Can you copy out every one of the lines below, character for character, with nothing added or changed?

————

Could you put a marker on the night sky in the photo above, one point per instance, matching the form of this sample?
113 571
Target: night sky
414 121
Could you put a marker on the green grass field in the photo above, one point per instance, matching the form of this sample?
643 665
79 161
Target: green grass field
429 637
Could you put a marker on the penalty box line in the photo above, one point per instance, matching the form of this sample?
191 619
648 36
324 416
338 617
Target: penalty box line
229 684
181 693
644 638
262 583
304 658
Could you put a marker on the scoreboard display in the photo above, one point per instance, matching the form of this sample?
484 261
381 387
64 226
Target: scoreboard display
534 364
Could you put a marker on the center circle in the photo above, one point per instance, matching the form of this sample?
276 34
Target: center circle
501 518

————

COMPLETED TASK
Could you put a marker on the night sky in the photo above, one point per instance, matching the form of this sample?
113 571
Target: night sky
414 121
Could you put a marker on the green grass field in the photo above, one point per instance, matching the form of this sample?
643 665
79 161
Target: green grass field
429 637
Could you put a marker on the penalty box line in the photo above, one point per instance, matching the form of this sample?
191 619
648 36
324 416
338 617
Target: penalty box line
229 684
181 693
644 638
262 583
304 658
Could you put a marker on the scoreboard display in the photo above, one point per instance, matching the form of this sample?
484 261
381 387
64 226
Target: scoreboard display
534 364
Could you put a marker on the center circle in the photo above, one point per instance, matching the form of this sample?
276 34
Target: center circle
501 518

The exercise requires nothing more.